--- EXTRACT PROVIDED ---
Aideen Cooney Remembered
Aideen Cooney was a nurse and an FNF Scholar. In December 2023 we heard the very sad news, from her husband Peter, that Aideen had passed away in May 2023. Peter described how ‘she was delighted and honoured by the recognition from FNF’ and that ‘being present at the Westminster Abbey ceremony was one of the most joyous moments of Aideen’s life’. You can read about her nursing career in the obituary below. It is clear she touched the lives of many and we are proud to have got to know Aideen through her Scholarship.
A native of O’Callaghan’s Mills, County Clare in Ireland’s rural south-west, Aideen Cooney completed her registration as a general nurse at St. John’s Hospital Limerick in 1984. Her interests in midwifery led her to Stobhill Maternity Unit in Glasgow where she became a registered midwife in November 1985. Aideen’s first-hand experience in Glasgow of social and material deprivation caused her to be a tireless proponent for the rights of the marginalised and the disadvantaged.
On leaving Scotland in January 1987, Aideen travelled to Australia to take up the position of registered sister / associate charge nurse in Acute Medicine and Emergency Medicine at St. Vincent’s Hospital in Melbourne. In May 1988, she moved to Ealing Maternity Unit, holding the position of Staff Midwife until October 1990.

--- PARTS OF THE EXERCISE ---
1. Copy the passage of the Aideen Cooney remembrance between "Aideen Cooney Remembered" and "through her Scholarship.", inclusive.
2. According to the Aideen Cooney remembrance, where did she become a registered midwife, and when?
3. Condense the paragraph of the Aideen Cooney remembrance that begins "On leaving Scotland" into a short list that keeps its main facts.

--- EXTRACTED ENTRIES ---

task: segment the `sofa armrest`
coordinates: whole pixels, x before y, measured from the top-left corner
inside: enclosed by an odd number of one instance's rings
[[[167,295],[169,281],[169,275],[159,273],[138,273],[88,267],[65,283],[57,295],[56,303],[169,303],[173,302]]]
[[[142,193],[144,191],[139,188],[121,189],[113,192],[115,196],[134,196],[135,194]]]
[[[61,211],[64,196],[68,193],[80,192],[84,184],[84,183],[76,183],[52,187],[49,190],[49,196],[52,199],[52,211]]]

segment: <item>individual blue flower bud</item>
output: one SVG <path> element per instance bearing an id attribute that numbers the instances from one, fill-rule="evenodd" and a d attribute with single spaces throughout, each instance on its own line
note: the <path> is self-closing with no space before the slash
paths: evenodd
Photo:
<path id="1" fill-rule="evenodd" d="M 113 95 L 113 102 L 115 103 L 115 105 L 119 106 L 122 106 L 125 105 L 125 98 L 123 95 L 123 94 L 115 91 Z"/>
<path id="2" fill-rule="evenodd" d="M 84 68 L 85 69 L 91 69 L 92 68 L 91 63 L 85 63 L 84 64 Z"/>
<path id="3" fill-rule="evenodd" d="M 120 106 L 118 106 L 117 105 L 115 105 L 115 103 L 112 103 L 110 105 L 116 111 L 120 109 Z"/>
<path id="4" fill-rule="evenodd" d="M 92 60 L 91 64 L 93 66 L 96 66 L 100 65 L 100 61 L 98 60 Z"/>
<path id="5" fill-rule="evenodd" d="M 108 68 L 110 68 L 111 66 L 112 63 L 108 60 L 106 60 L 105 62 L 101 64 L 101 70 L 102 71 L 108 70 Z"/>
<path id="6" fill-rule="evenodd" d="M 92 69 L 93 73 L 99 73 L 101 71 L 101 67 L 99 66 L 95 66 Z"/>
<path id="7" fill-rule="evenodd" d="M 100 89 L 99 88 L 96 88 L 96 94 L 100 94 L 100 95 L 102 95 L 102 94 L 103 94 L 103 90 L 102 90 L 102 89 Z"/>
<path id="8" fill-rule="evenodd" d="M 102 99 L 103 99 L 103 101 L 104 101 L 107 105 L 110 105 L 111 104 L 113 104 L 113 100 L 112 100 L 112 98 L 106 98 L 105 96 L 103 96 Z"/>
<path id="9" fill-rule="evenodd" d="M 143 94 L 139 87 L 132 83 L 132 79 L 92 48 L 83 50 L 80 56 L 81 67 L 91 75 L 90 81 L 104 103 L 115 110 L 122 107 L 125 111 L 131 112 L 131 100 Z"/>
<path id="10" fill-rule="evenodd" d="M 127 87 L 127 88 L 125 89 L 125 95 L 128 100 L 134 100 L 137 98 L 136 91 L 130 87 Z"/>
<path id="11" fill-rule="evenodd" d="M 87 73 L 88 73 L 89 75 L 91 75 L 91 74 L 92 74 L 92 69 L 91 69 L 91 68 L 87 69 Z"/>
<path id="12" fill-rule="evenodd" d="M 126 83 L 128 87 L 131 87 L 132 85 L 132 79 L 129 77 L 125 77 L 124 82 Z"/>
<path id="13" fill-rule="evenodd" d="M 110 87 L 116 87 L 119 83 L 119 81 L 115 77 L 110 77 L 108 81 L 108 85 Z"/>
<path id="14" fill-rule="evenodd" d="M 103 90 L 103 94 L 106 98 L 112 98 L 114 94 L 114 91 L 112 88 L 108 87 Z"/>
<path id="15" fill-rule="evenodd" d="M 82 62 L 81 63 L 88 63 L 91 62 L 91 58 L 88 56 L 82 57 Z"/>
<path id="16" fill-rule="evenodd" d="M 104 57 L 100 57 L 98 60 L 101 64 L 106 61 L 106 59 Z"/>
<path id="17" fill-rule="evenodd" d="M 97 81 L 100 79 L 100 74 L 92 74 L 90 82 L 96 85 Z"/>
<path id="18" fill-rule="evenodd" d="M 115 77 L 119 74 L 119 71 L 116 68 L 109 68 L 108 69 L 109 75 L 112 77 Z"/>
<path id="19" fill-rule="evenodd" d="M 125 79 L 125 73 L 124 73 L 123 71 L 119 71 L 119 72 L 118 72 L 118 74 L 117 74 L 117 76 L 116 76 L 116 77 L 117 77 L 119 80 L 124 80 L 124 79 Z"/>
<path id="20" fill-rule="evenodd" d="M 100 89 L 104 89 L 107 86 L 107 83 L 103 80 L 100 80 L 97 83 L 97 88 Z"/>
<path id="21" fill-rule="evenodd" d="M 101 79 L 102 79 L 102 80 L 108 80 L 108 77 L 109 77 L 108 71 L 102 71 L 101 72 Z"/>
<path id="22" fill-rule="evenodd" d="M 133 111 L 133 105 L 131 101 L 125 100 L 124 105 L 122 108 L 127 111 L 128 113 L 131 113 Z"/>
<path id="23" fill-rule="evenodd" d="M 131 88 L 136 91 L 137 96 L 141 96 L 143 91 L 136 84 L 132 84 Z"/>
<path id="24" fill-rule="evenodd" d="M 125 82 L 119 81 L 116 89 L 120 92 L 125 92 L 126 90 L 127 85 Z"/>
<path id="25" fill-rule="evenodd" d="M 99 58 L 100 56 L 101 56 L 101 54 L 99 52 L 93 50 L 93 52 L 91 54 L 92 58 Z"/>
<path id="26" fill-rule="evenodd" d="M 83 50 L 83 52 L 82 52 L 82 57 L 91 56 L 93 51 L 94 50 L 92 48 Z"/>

--- EXPECTED RESPONSES ---
1.
Aideen Cooney Remembered
Aideen Cooney was a nurse and an FNF Scholar. In December 2023 we heard the very sad news, from her husband Peter, that Aideen had passed away in May 2023. Peter described how ‘she was delighted and honoured by the recognition from FNF’ and that ‘being present at the Westminster Abbey ceremony was one of the most joyous moments of Aideen’s life’. You can read about her nursing career in the obituary below. It is clear she touched the lives of many and we are proud to have got to know Aideen through her Scholarship.

2. At Stobhill Maternity Unit in Glasgow, in November 1985.

3.
- January 1987: left Scotland for Australia to become registered sister / associate charge nurse in Acute Medicine and Emergency Medicine at St. Vincent's Hospital, Melbourne.
- May 1988 to October 1990: Staff Midwife at Ealing Maternity Unit.